Stored data entries:
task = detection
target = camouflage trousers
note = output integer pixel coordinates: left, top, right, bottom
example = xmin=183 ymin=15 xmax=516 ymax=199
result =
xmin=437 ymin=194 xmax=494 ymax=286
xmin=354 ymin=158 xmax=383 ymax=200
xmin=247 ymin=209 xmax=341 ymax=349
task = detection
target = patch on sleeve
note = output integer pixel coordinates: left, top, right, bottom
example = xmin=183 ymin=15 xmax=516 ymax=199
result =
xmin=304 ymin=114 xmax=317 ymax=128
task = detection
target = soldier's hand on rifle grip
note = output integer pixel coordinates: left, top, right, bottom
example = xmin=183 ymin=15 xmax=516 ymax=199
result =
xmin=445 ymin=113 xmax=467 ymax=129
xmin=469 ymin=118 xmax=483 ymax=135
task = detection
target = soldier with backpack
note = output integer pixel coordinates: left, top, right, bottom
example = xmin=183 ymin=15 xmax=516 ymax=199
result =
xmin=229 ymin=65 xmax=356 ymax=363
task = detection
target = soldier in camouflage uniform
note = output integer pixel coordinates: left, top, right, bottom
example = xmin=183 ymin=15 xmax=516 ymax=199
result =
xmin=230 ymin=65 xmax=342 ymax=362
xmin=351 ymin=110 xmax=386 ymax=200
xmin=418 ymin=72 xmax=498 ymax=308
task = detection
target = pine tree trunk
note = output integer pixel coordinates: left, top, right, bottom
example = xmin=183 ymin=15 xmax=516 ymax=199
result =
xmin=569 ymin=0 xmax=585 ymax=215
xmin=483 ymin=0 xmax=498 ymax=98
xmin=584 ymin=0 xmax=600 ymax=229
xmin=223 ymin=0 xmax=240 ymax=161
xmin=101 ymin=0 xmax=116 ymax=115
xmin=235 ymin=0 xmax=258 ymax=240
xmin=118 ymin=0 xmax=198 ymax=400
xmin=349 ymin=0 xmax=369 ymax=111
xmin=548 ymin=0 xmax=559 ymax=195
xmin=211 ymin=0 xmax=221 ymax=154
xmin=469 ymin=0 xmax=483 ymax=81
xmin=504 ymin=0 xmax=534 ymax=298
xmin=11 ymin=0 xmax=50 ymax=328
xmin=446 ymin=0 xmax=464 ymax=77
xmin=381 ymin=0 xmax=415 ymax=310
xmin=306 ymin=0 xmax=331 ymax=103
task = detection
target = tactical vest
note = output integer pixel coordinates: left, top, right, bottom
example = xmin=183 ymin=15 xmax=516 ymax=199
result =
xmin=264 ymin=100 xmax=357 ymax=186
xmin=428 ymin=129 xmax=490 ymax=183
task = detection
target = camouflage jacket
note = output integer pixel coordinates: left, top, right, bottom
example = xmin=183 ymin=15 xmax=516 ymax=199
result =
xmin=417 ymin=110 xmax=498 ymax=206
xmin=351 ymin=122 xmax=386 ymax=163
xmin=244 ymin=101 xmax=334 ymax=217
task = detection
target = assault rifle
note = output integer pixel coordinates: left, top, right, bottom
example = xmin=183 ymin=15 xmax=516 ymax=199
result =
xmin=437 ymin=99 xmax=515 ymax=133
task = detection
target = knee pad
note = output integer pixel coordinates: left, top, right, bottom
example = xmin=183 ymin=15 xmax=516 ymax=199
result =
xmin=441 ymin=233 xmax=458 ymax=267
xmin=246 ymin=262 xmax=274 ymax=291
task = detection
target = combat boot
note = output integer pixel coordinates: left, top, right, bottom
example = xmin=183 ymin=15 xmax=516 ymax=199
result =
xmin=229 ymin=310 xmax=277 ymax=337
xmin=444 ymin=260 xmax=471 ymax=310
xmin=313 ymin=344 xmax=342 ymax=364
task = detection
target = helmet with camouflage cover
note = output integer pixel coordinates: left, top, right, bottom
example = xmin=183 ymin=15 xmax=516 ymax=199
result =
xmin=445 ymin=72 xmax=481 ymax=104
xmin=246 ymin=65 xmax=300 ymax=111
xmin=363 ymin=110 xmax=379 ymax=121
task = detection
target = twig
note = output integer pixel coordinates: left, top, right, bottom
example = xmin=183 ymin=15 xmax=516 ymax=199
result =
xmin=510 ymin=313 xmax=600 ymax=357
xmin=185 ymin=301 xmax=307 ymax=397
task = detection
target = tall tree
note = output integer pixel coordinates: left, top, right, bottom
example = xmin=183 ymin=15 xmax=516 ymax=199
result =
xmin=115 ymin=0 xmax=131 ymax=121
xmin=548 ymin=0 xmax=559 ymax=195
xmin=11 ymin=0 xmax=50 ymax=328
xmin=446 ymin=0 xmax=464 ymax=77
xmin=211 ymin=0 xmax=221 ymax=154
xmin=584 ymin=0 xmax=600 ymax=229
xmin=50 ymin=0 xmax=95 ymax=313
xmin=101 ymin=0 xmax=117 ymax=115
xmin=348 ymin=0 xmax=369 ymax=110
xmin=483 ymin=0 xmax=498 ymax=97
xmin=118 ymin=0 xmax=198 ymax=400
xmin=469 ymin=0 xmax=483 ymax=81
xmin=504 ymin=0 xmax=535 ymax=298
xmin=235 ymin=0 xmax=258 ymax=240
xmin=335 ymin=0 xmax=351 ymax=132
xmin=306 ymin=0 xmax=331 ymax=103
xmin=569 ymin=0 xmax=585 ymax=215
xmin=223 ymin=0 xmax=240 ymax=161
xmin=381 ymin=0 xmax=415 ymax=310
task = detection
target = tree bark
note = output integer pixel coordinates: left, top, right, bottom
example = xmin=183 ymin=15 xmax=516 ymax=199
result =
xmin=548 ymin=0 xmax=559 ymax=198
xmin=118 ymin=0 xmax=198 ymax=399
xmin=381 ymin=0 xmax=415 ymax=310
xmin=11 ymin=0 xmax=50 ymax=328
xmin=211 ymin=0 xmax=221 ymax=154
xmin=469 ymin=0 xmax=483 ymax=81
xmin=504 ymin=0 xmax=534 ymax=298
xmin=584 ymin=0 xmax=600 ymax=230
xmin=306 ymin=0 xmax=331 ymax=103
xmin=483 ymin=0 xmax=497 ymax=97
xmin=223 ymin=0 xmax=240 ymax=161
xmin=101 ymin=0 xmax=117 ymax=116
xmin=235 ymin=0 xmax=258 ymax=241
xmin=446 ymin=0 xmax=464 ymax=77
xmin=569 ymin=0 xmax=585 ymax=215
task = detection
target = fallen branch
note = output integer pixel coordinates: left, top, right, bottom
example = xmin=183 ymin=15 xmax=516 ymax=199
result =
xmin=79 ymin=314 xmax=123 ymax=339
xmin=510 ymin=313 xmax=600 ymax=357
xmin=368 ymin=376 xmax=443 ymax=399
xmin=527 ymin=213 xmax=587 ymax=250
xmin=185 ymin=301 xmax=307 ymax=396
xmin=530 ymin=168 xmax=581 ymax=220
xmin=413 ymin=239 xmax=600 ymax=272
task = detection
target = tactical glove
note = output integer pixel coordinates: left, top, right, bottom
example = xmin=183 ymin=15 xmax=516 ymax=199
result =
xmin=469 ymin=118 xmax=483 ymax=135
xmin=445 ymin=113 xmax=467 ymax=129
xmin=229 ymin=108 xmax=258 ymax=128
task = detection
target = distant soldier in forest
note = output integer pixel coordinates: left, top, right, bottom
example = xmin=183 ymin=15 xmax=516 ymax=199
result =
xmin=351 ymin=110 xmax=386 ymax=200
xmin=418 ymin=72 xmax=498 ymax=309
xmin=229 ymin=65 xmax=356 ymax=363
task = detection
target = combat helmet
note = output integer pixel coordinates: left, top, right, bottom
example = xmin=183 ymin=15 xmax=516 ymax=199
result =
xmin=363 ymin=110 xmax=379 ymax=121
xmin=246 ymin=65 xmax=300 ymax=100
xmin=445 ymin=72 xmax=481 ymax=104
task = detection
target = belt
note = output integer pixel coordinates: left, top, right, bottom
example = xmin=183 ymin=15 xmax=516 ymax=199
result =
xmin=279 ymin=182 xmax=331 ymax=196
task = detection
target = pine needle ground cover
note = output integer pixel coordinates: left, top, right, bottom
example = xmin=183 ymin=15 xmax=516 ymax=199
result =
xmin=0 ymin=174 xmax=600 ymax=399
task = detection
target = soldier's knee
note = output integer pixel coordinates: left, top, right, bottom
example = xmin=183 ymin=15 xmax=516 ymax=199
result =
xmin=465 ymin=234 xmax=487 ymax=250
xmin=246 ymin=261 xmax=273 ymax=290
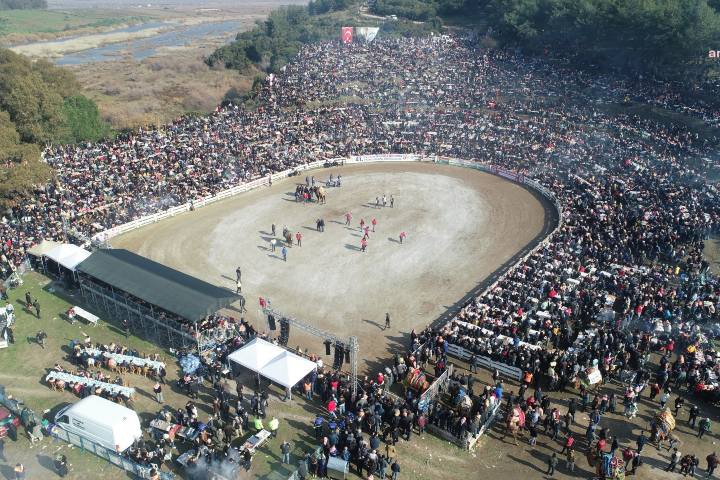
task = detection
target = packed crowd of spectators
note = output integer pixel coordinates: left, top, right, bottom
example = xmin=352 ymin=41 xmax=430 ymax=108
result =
xmin=0 ymin=31 xmax=720 ymax=478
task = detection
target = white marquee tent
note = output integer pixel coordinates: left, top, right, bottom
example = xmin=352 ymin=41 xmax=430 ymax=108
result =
xmin=228 ymin=338 xmax=317 ymax=389
xmin=43 ymin=243 xmax=90 ymax=272
xmin=260 ymin=350 xmax=317 ymax=388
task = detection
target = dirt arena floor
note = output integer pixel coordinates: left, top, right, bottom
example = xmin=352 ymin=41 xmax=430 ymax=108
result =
xmin=111 ymin=163 xmax=547 ymax=371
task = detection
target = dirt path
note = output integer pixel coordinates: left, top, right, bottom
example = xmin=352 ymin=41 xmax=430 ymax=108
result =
xmin=112 ymin=164 xmax=544 ymax=371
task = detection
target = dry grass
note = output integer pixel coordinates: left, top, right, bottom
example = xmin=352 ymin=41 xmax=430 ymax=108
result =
xmin=73 ymin=46 xmax=252 ymax=128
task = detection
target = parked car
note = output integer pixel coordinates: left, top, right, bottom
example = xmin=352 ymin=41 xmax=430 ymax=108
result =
xmin=0 ymin=407 xmax=20 ymax=438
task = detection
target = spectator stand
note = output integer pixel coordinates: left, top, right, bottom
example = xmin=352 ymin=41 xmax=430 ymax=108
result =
xmin=48 ymin=424 xmax=175 ymax=480
xmin=448 ymin=343 xmax=522 ymax=380
xmin=77 ymin=249 xmax=240 ymax=353
xmin=418 ymin=363 xmax=500 ymax=450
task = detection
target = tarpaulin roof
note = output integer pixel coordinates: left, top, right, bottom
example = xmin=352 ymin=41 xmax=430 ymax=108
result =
xmin=28 ymin=240 xmax=62 ymax=257
xmin=77 ymin=249 xmax=240 ymax=322
xmin=228 ymin=337 xmax=285 ymax=372
xmin=228 ymin=337 xmax=317 ymax=387
xmin=43 ymin=243 xmax=91 ymax=271
xmin=260 ymin=350 xmax=317 ymax=387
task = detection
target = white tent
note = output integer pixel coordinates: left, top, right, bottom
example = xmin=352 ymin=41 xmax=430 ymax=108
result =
xmin=260 ymin=351 xmax=317 ymax=388
xmin=228 ymin=337 xmax=285 ymax=373
xmin=228 ymin=338 xmax=317 ymax=389
xmin=44 ymin=243 xmax=90 ymax=272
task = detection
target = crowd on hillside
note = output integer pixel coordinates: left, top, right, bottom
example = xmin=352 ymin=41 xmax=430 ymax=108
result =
xmin=0 ymin=32 xmax=720 ymax=476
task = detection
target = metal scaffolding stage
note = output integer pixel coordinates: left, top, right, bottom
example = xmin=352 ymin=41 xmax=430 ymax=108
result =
xmin=80 ymin=277 xmax=199 ymax=349
xmin=262 ymin=307 xmax=360 ymax=398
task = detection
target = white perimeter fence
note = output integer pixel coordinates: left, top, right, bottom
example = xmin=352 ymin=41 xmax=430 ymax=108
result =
xmin=93 ymin=154 xmax=562 ymax=246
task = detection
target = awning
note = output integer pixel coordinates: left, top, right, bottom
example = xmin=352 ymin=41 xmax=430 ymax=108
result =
xmin=43 ymin=243 xmax=91 ymax=271
xmin=260 ymin=350 xmax=317 ymax=388
xmin=228 ymin=338 xmax=317 ymax=388
xmin=28 ymin=240 xmax=62 ymax=257
xmin=228 ymin=337 xmax=285 ymax=373
xmin=77 ymin=249 xmax=240 ymax=322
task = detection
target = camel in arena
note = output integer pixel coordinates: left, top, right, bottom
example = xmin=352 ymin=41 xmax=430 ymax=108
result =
xmin=502 ymin=406 xmax=525 ymax=445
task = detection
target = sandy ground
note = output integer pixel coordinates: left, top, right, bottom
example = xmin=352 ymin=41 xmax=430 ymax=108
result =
xmin=112 ymin=164 xmax=544 ymax=371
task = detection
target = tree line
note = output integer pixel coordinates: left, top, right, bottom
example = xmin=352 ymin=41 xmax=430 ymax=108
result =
xmin=205 ymin=0 xmax=438 ymax=81
xmin=0 ymin=0 xmax=47 ymax=10
xmin=0 ymin=49 xmax=111 ymax=205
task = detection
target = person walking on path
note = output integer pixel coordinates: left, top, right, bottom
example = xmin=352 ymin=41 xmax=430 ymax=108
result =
xmin=268 ymin=417 xmax=280 ymax=437
xmin=688 ymin=405 xmax=700 ymax=428
xmin=665 ymin=448 xmax=682 ymax=472
xmin=545 ymin=452 xmax=557 ymax=477
xmin=35 ymin=330 xmax=47 ymax=350
xmin=153 ymin=382 xmax=165 ymax=403
xmin=390 ymin=460 xmax=400 ymax=480
xmin=15 ymin=463 xmax=25 ymax=480
xmin=565 ymin=450 xmax=575 ymax=472
xmin=705 ymin=452 xmax=720 ymax=478
xmin=635 ymin=431 xmax=647 ymax=455
xmin=660 ymin=388 xmax=670 ymax=410
xmin=698 ymin=417 xmax=711 ymax=438
xmin=53 ymin=454 xmax=68 ymax=478
xmin=253 ymin=415 xmax=265 ymax=433
xmin=280 ymin=440 xmax=290 ymax=465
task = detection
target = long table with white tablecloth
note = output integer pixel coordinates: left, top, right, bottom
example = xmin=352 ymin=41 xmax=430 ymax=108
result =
xmin=84 ymin=348 xmax=165 ymax=371
xmin=45 ymin=371 xmax=135 ymax=398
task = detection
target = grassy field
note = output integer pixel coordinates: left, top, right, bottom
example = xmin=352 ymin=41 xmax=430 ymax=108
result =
xmin=0 ymin=273 xmax=477 ymax=480
xmin=0 ymin=9 xmax=154 ymax=35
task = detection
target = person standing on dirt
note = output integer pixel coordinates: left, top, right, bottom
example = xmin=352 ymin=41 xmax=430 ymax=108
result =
xmin=35 ymin=330 xmax=47 ymax=350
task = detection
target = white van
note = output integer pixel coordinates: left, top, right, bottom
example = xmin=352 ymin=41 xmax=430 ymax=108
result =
xmin=55 ymin=395 xmax=142 ymax=452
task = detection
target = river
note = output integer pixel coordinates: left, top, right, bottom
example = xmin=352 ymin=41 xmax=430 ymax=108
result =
xmin=50 ymin=19 xmax=243 ymax=65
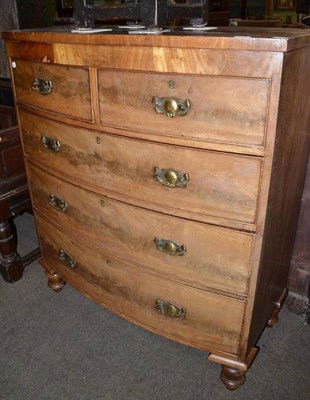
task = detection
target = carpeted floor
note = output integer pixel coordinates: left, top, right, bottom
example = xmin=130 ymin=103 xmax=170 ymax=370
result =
xmin=0 ymin=215 xmax=310 ymax=400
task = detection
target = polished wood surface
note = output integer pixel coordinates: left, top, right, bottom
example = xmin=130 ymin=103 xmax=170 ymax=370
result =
xmin=4 ymin=28 xmax=310 ymax=390
xmin=13 ymin=60 xmax=92 ymax=120
xmin=20 ymin=112 xmax=261 ymax=230
xmin=37 ymin=216 xmax=244 ymax=354
xmin=28 ymin=163 xmax=253 ymax=295
xmin=98 ymin=70 xmax=269 ymax=146
xmin=1 ymin=27 xmax=310 ymax=51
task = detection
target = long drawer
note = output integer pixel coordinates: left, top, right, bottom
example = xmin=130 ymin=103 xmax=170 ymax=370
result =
xmin=98 ymin=69 xmax=270 ymax=146
xmin=20 ymin=112 xmax=262 ymax=225
xmin=37 ymin=216 xmax=244 ymax=354
xmin=28 ymin=163 xmax=253 ymax=295
xmin=13 ymin=60 xmax=92 ymax=120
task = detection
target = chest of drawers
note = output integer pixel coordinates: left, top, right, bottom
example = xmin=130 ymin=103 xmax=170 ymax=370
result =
xmin=3 ymin=28 xmax=310 ymax=389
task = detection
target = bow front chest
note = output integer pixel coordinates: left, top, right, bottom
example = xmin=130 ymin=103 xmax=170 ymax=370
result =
xmin=2 ymin=28 xmax=310 ymax=389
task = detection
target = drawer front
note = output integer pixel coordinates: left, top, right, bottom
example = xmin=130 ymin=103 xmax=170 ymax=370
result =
xmin=98 ymin=70 xmax=269 ymax=146
xmin=20 ymin=112 xmax=261 ymax=227
xmin=13 ymin=60 xmax=92 ymax=120
xmin=28 ymin=163 xmax=252 ymax=294
xmin=37 ymin=217 xmax=244 ymax=354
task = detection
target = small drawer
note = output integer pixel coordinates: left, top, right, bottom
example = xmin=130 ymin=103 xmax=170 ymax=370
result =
xmin=37 ymin=216 xmax=244 ymax=354
xmin=20 ymin=112 xmax=262 ymax=229
xmin=98 ymin=70 xmax=270 ymax=146
xmin=28 ymin=163 xmax=253 ymax=295
xmin=13 ymin=60 xmax=92 ymax=120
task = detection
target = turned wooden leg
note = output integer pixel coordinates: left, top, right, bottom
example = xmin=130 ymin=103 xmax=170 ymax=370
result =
xmin=0 ymin=201 xmax=24 ymax=283
xmin=45 ymin=270 xmax=66 ymax=293
xmin=220 ymin=365 xmax=246 ymax=390
xmin=267 ymin=289 xmax=288 ymax=328
xmin=208 ymin=347 xmax=258 ymax=390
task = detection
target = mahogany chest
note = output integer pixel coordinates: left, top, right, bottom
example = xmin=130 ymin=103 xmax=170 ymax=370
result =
xmin=3 ymin=28 xmax=310 ymax=389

> **What to work on**
Return each line from the entries above that contains the string "tree".

> **Expected answer**
target = pine tree trunk
target = tall tree
target = tree bark
target = tree line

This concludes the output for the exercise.